Kutipan Halaman:
▼▼▼

Sabtu, 30 Januari 2010

Antasari Azhar dan Williardi Tuding Ada Konspirasi

Terdakwa Antasari Azhar dalam kasus pembunuhan bos Putra Rajawali Banjaran (PRB) Nasrudin Zulkarnain menolak dengan tegas semua tuduhan yang tertuang dalam surat dakwaan maupun surat tuntutan. Ia balik menuding rekuisitor jaksa provokatif, memuat rekaan, cerita, asumsi, dan imajinasi dengan memanipulasi fakta persidangan.

Membacakan pledoi berjudul “Imajinasi Penuntut Umum Berujung pada Tuntutan Mati” (28/1), Antasari menuding ada konspirasi di balik kasus yang menderanya. Langkah konspiratif dimulai dari “pengiriman” Rhani Juliani dengan dalih kartu anggota golf. Antasari yakin ada konspirasi karena saat bertemu di kamar 803 Hotel Gran Mahakam, Rhani merekam pembicaraan. Perekaman itu dijadikan titik awal oleh pihak “ketiga” untuk membangun jejalin kasus yang menimpa Antasari selaku Ketua Komisi Pemberantasan Korupsi (KPK). “Rekaman tersebut  dijadikan pemicu oleh pihak ‘ketiga’ seolah-olah ada ketegangan antara saya dengan almarhum Nasrudin Zulkarnain,” ucap Antasari.

▲▲▲

Rumusan Soal: Menurut kutipan halaman tentang pledoi Antasari Azhar, di kamar dan hotel mana Antasari bertemu dengan Rhani Juliani? Materi yang menyusul berdiri sendiri dan tidak berkaitan dengan kutipan halaman.

Kutipan Sumber:
▼▼▼

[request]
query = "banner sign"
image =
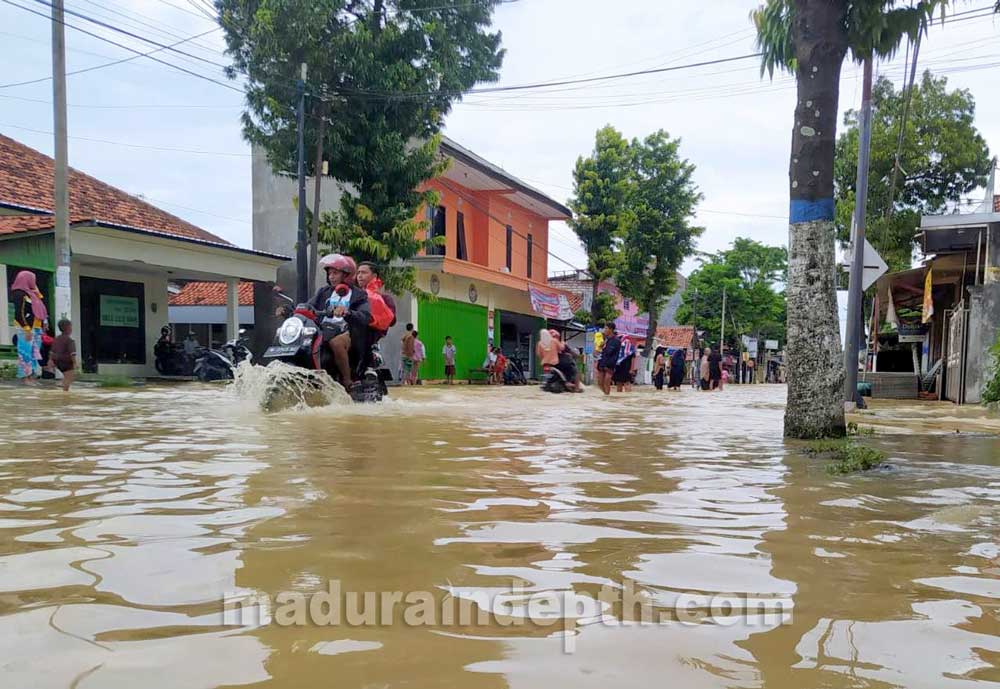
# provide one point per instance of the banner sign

▲▲▲

Jawaban Benar: Di kamar 803 Hotel Gran Mahakam.